**WHAT YOU HAVE TO DO**
Could you transcribe the entries below exactly, starting at the line that contains "Can you see the white basketball shorts?" and stopping at the last line, without any pictures?
*** Opening RECORDS PROVIDED ***
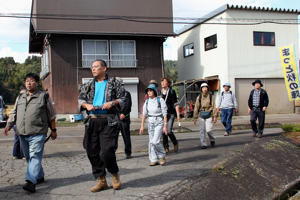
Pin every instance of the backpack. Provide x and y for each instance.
(200, 97)
(159, 105)
(222, 94)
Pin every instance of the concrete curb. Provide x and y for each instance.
(234, 127)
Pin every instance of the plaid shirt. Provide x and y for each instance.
(256, 95)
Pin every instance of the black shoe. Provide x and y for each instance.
(29, 186)
(212, 143)
(41, 180)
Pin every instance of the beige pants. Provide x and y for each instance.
(206, 125)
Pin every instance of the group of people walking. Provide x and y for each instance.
(107, 106)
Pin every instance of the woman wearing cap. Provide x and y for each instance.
(170, 97)
(205, 109)
(227, 101)
(155, 109)
(146, 95)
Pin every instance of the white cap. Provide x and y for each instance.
(227, 84)
(204, 85)
(120, 80)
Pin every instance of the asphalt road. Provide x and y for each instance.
(68, 171)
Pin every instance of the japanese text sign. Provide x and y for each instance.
(290, 72)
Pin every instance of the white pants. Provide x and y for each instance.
(155, 131)
(206, 125)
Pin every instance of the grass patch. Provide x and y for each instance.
(291, 127)
(277, 144)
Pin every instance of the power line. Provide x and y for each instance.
(146, 19)
(12, 13)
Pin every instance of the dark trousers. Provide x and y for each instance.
(17, 149)
(99, 142)
(226, 118)
(257, 113)
(124, 126)
(171, 135)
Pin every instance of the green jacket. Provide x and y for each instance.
(32, 116)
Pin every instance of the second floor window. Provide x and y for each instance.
(116, 53)
(264, 38)
(122, 53)
(188, 50)
(210, 42)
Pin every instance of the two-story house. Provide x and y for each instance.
(70, 35)
(238, 44)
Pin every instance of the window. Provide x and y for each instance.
(86, 80)
(188, 50)
(264, 38)
(120, 53)
(45, 64)
(210, 42)
(93, 50)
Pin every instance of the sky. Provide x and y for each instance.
(14, 32)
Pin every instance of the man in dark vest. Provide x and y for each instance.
(258, 102)
(101, 127)
(32, 114)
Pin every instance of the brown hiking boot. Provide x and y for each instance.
(162, 161)
(116, 181)
(176, 148)
(167, 151)
(101, 185)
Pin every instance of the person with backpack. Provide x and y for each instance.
(170, 97)
(205, 110)
(101, 97)
(258, 102)
(227, 101)
(155, 109)
(33, 113)
(146, 95)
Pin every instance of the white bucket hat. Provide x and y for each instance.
(204, 85)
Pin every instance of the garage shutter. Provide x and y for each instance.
(276, 89)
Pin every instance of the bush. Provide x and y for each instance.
(291, 127)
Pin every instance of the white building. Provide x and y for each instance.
(239, 45)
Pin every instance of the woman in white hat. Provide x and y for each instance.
(155, 109)
(205, 110)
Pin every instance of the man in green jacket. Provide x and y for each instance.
(32, 113)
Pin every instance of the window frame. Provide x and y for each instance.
(110, 54)
(45, 64)
(184, 50)
(264, 39)
(213, 46)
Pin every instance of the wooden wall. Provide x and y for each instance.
(65, 75)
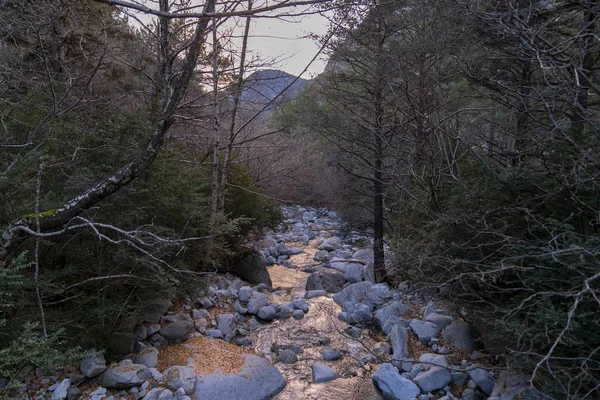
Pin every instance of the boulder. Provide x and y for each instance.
(258, 380)
(461, 335)
(147, 357)
(125, 375)
(392, 385)
(181, 377)
(484, 380)
(424, 330)
(323, 373)
(123, 343)
(93, 365)
(257, 301)
(441, 320)
(330, 354)
(392, 309)
(253, 269)
(329, 280)
(266, 313)
(433, 379)
(226, 324)
(178, 330)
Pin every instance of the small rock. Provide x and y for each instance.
(322, 373)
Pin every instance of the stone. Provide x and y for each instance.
(424, 330)
(330, 354)
(257, 301)
(61, 391)
(266, 313)
(484, 380)
(436, 360)
(391, 321)
(258, 380)
(311, 294)
(461, 335)
(93, 365)
(244, 294)
(331, 244)
(226, 324)
(329, 280)
(398, 339)
(354, 293)
(300, 304)
(123, 343)
(147, 357)
(253, 269)
(433, 379)
(298, 314)
(392, 309)
(287, 357)
(178, 377)
(321, 256)
(323, 373)
(441, 320)
(178, 330)
(125, 375)
(392, 385)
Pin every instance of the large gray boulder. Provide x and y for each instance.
(253, 268)
(354, 293)
(125, 375)
(461, 335)
(93, 365)
(331, 244)
(392, 385)
(181, 377)
(392, 309)
(424, 330)
(178, 330)
(323, 373)
(329, 280)
(433, 379)
(258, 380)
(398, 338)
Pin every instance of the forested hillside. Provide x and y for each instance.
(144, 154)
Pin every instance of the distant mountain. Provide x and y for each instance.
(264, 85)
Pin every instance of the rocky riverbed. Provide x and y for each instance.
(314, 327)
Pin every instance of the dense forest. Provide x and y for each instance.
(142, 148)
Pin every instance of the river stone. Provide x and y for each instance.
(424, 330)
(441, 320)
(326, 279)
(178, 330)
(125, 375)
(434, 379)
(93, 365)
(392, 385)
(483, 379)
(226, 324)
(123, 343)
(253, 269)
(323, 373)
(266, 313)
(181, 377)
(461, 335)
(392, 309)
(398, 338)
(311, 294)
(331, 244)
(258, 380)
(256, 302)
(147, 357)
(330, 354)
(354, 293)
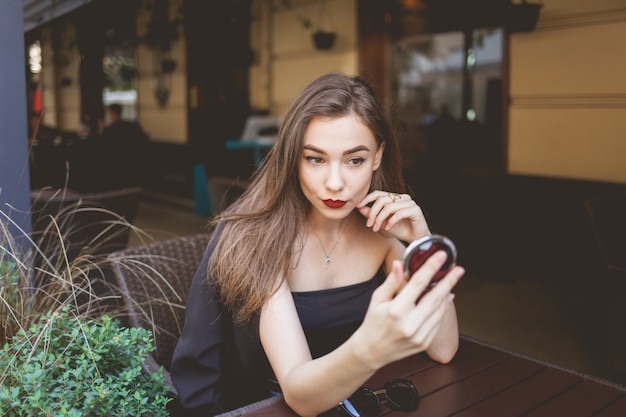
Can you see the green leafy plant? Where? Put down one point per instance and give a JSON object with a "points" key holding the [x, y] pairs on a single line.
{"points": [[67, 366], [63, 349]]}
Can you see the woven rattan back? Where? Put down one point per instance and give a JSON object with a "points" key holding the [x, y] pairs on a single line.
{"points": [[154, 280]]}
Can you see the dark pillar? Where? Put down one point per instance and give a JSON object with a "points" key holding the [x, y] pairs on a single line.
{"points": [[14, 172]]}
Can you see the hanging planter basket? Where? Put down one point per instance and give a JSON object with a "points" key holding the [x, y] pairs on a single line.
{"points": [[324, 40]]}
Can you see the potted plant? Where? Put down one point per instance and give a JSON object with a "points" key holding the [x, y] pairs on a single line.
{"points": [[62, 352]]}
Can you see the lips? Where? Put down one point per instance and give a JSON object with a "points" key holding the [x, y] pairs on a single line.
{"points": [[334, 203]]}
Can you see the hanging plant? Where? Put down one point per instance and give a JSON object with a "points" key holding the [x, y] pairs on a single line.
{"points": [[162, 30], [323, 36]]}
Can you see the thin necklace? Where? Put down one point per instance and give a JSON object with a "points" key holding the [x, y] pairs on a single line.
{"points": [[328, 253]]}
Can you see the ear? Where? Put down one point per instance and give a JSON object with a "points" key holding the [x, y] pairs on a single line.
{"points": [[378, 157]]}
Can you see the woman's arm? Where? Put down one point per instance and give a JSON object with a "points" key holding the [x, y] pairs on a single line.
{"points": [[394, 327]]}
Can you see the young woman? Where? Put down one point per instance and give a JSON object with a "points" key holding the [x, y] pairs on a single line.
{"points": [[302, 282]]}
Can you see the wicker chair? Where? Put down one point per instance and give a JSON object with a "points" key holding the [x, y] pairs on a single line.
{"points": [[97, 222], [154, 280]]}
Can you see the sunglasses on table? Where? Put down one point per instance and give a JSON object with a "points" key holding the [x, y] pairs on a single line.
{"points": [[399, 394]]}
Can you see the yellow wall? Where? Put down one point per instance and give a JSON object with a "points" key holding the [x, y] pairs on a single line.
{"points": [[286, 59], [567, 115]]}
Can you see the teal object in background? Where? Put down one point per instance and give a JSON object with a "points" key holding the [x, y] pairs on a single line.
{"points": [[203, 206]]}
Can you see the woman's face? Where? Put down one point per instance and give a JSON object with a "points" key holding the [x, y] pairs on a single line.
{"points": [[338, 159]]}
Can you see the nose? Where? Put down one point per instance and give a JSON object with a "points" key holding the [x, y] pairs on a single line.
{"points": [[334, 178]]}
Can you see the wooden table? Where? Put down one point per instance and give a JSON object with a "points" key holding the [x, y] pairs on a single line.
{"points": [[486, 381]]}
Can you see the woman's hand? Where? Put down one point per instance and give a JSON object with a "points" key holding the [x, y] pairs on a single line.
{"points": [[394, 215], [396, 325]]}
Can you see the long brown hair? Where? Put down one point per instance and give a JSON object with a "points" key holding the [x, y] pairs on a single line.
{"points": [[260, 233]]}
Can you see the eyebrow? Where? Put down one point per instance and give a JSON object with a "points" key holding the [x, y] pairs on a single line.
{"points": [[346, 152]]}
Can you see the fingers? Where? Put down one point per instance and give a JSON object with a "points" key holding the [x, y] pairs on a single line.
{"points": [[387, 209], [420, 313], [391, 286], [420, 280]]}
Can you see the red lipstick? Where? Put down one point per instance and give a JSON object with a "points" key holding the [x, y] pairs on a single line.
{"points": [[335, 203]]}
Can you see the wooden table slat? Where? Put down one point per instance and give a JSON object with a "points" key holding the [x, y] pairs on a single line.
{"points": [[523, 396], [463, 394], [615, 409], [585, 399]]}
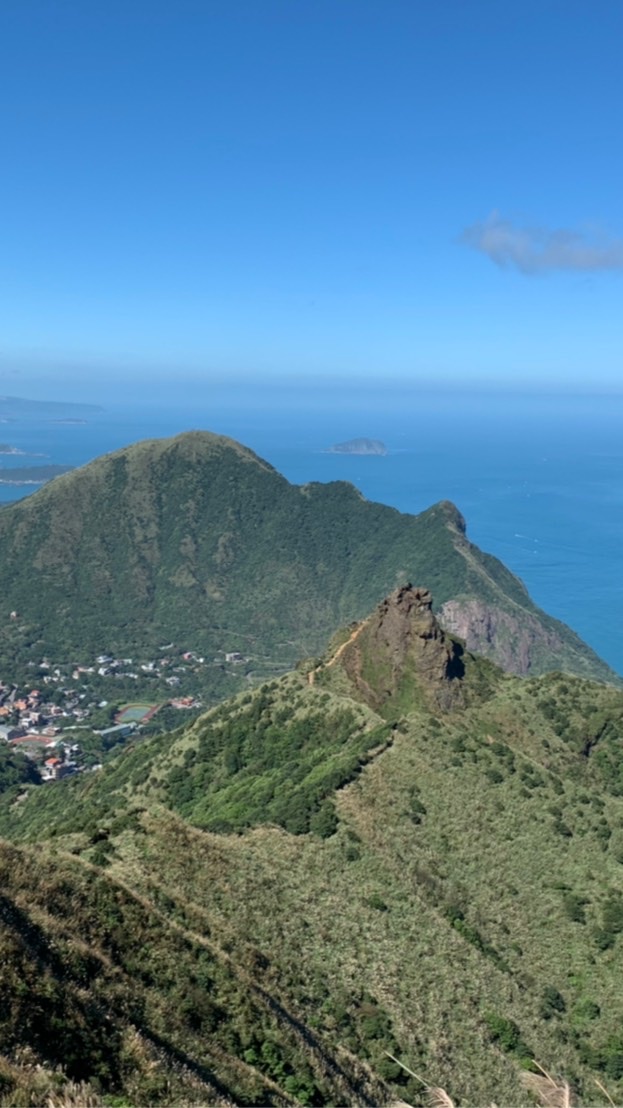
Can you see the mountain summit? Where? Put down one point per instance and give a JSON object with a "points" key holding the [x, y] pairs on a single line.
{"points": [[198, 542]]}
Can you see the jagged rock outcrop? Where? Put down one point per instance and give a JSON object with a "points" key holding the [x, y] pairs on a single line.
{"points": [[401, 655]]}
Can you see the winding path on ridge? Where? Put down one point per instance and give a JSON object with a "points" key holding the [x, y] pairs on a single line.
{"points": [[338, 653]]}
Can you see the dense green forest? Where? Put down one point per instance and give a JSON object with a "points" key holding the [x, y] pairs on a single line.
{"points": [[283, 898], [196, 542]]}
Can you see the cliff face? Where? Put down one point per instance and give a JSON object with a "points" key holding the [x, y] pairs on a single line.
{"points": [[401, 656], [516, 643]]}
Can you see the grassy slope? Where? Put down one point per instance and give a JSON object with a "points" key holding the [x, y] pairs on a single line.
{"points": [[465, 912], [198, 541]]}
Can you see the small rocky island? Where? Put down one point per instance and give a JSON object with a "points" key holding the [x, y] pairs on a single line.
{"points": [[358, 447]]}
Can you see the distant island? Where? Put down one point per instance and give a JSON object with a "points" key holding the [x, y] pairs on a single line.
{"points": [[32, 474], [358, 447]]}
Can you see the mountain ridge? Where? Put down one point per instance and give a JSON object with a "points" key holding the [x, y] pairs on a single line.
{"points": [[302, 870], [198, 541]]}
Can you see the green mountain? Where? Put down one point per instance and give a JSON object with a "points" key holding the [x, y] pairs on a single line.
{"points": [[397, 855], [195, 541]]}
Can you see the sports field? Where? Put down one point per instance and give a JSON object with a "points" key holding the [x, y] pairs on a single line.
{"points": [[136, 712]]}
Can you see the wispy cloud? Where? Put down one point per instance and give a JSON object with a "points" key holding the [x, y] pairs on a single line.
{"points": [[540, 249]]}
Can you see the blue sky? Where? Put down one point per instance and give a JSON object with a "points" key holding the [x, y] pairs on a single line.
{"points": [[312, 188]]}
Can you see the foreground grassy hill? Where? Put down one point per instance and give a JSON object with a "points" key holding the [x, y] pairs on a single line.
{"points": [[397, 852], [198, 542]]}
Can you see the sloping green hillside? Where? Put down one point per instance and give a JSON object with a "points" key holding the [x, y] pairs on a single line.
{"points": [[438, 878], [198, 542]]}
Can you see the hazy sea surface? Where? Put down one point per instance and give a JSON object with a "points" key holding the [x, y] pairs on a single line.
{"points": [[539, 479]]}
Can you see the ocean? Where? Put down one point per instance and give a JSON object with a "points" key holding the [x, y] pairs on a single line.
{"points": [[539, 479]]}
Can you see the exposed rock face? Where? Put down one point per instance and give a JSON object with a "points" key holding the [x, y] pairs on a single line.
{"points": [[404, 625], [517, 645], [401, 654]]}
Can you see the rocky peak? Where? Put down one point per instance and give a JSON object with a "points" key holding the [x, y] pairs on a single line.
{"points": [[402, 655]]}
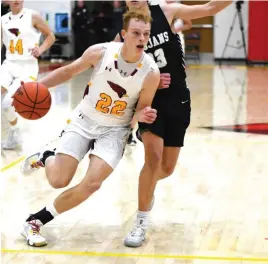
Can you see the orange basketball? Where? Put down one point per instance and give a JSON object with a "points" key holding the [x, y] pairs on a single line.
{"points": [[32, 100]]}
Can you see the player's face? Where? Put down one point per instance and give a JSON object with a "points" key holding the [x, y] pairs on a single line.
{"points": [[137, 4], [16, 5], [137, 35]]}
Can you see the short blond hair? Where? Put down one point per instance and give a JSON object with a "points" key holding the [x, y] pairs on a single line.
{"points": [[138, 14]]}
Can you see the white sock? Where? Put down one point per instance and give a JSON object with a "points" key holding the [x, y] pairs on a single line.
{"points": [[143, 219], [52, 157], [51, 208]]}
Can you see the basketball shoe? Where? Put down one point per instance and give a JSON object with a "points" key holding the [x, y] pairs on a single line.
{"points": [[31, 232], [35, 161], [137, 235]]}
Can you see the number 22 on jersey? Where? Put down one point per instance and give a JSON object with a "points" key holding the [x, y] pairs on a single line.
{"points": [[18, 47], [106, 101]]}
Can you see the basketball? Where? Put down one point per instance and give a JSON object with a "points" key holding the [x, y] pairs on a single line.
{"points": [[32, 100]]}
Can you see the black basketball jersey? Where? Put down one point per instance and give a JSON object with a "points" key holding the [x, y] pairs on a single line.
{"points": [[166, 49]]}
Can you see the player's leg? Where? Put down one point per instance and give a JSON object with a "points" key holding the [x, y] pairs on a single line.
{"points": [[107, 152], [60, 169], [175, 130], [131, 140], [152, 138], [97, 172], [6, 82]]}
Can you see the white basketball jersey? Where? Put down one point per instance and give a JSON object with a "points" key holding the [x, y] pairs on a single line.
{"points": [[110, 98], [19, 35]]}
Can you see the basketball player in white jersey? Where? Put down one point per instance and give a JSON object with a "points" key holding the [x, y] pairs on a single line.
{"points": [[21, 30], [121, 89]]}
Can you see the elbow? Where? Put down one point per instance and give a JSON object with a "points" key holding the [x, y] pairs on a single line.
{"points": [[211, 9], [52, 37]]}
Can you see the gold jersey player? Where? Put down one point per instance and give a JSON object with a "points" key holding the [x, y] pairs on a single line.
{"points": [[21, 30], [124, 77]]}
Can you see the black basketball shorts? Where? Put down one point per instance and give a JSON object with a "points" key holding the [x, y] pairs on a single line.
{"points": [[171, 126]]}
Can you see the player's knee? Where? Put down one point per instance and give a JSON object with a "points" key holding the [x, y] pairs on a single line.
{"points": [[58, 183], [167, 169], [153, 157], [91, 186]]}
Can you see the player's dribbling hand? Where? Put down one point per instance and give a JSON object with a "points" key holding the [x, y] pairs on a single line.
{"points": [[36, 52], [147, 115], [12, 96], [164, 80]]}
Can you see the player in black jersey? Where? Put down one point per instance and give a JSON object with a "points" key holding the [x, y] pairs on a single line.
{"points": [[163, 139]]}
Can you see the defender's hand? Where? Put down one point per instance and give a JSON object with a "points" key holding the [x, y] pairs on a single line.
{"points": [[164, 80]]}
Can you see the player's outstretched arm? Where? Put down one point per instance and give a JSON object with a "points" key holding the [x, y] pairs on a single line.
{"points": [[181, 11], [117, 38], [144, 113], [40, 24], [89, 58]]}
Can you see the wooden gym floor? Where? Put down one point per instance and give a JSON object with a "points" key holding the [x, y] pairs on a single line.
{"points": [[213, 209]]}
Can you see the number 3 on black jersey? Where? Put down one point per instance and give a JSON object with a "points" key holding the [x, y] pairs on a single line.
{"points": [[159, 57]]}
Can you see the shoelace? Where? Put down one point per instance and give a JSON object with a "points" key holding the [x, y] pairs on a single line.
{"points": [[137, 231], [35, 227], [37, 164]]}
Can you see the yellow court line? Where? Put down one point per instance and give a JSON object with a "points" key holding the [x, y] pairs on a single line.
{"points": [[12, 164], [132, 255]]}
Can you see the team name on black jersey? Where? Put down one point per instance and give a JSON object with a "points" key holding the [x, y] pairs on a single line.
{"points": [[155, 41]]}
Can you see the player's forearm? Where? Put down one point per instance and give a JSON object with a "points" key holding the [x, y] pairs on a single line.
{"points": [[215, 6], [48, 42], [187, 24], [57, 77]]}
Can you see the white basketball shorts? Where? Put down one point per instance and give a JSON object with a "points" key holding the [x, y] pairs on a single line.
{"points": [[82, 135], [13, 72]]}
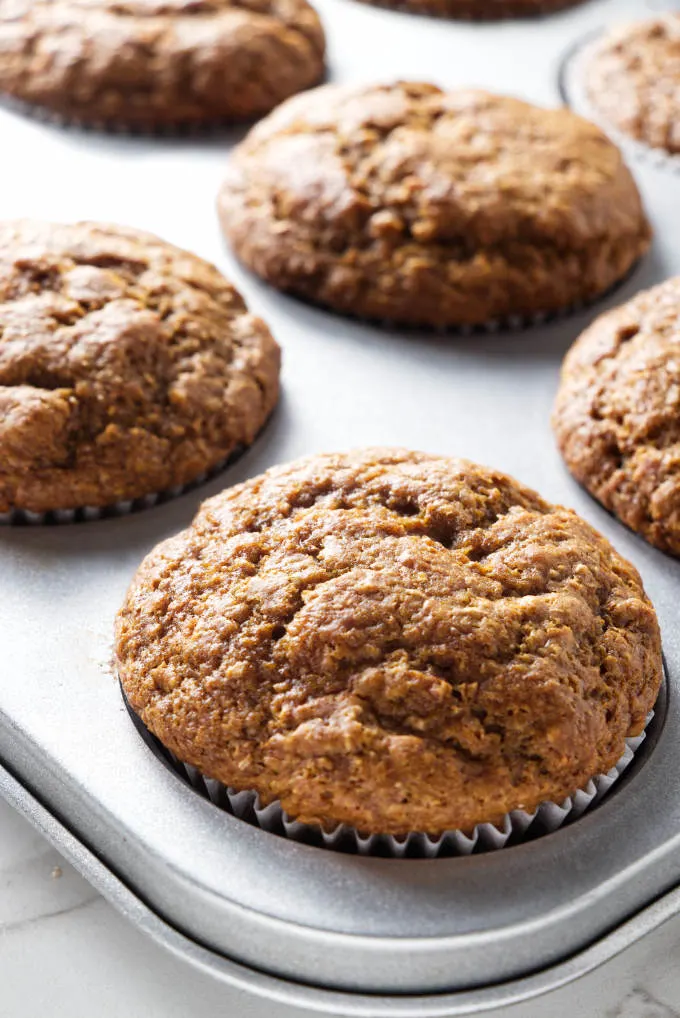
*** Closing RECORDS PROVIDED ***
**YOUR SOLUTION**
Can you see the white basketball shorts? Where? Put down one point per instance and give a JSON object with a "points" key holding the [x, y] pairs on a single line.
{"points": [[82, 135], [13, 72]]}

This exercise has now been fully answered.